What is wanted is the full listing, word for word, without its pictures.

• GIVEN RECORDS:
------------------------------------------------------------------------
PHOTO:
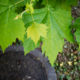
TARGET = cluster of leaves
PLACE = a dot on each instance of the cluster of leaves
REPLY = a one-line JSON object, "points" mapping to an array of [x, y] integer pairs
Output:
{"points": [[67, 64], [50, 23]]}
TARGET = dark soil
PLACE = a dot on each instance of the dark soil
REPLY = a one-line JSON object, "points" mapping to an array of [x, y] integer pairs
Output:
{"points": [[15, 66]]}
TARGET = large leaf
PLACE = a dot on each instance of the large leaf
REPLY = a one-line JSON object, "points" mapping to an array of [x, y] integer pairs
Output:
{"points": [[58, 21], [10, 29], [39, 15]]}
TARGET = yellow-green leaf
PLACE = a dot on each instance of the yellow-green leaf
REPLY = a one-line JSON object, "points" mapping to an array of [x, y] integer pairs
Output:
{"points": [[35, 31]]}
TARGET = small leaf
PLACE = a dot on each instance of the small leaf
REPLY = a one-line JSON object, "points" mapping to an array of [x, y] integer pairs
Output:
{"points": [[36, 31]]}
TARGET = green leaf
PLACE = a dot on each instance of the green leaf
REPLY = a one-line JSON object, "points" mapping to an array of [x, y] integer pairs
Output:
{"points": [[10, 29], [38, 15], [58, 21], [61, 3], [76, 25], [36, 31], [28, 45]]}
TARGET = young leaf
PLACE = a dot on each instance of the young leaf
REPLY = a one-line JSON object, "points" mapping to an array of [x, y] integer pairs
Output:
{"points": [[58, 21], [10, 29], [36, 31]]}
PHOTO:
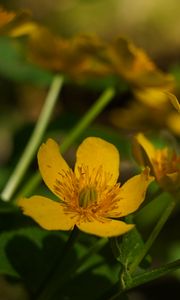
------------------------------------------------------------------------
• OUTPUT BELOW:
PHOTO:
TARGET = cluster of leaves
PLACE = a dot on each instance of the cluster of leaves
REPLY = a one-line JSON object, "points" mapping to an array of [x, y] integer pairs
Output:
{"points": [[67, 64], [50, 23]]}
TARGET = dark soil
PLACE = a dot on each instance of the dark soil
REPLY = a one-line JSON object, "points" mapping to an array of [x, y] integer pairs
Output:
{"points": [[15, 66]]}
TARGET = large leaf
PLACE = a dot on each instance of the large leaf
REPLY = a one-line JSON object, "points" mapping to an array of [x, y] integer pairs
Output:
{"points": [[58, 21], [10, 29], [39, 15]]}
TARGET = yellow-green leaf
PLACE = a dot on each instance of the yellow-green leaf
REPLY = a one-line JSON object, "points" mapping to an array of [x, y] integer pairs
Output:
{"points": [[35, 31]]}
TARGET = small leaf
PLACE = a dot on each instance of the small leaf
REPLY = a one-line JSON object, "points" mapping to an array of [x, y] integer pairs
Output:
{"points": [[36, 31]]}
TARGET = green leaf
PLACE = a dot on each instance of the green leaf
REPLY = a one-line JSON object, "points" mapping to an array of [x, y] integer pairs
Output:
{"points": [[10, 29], [38, 15], [58, 21], [61, 3], [76, 25], [36, 31], [28, 45]]}
TARGET = young leaf
PLACE = a dot on each instance of the young leaf
REPLY = a one-line JSON object, "points" mapping to an array of [x, y] integer pairs
Output:
{"points": [[58, 21], [10, 29], [36, 31]]}
PHOTO:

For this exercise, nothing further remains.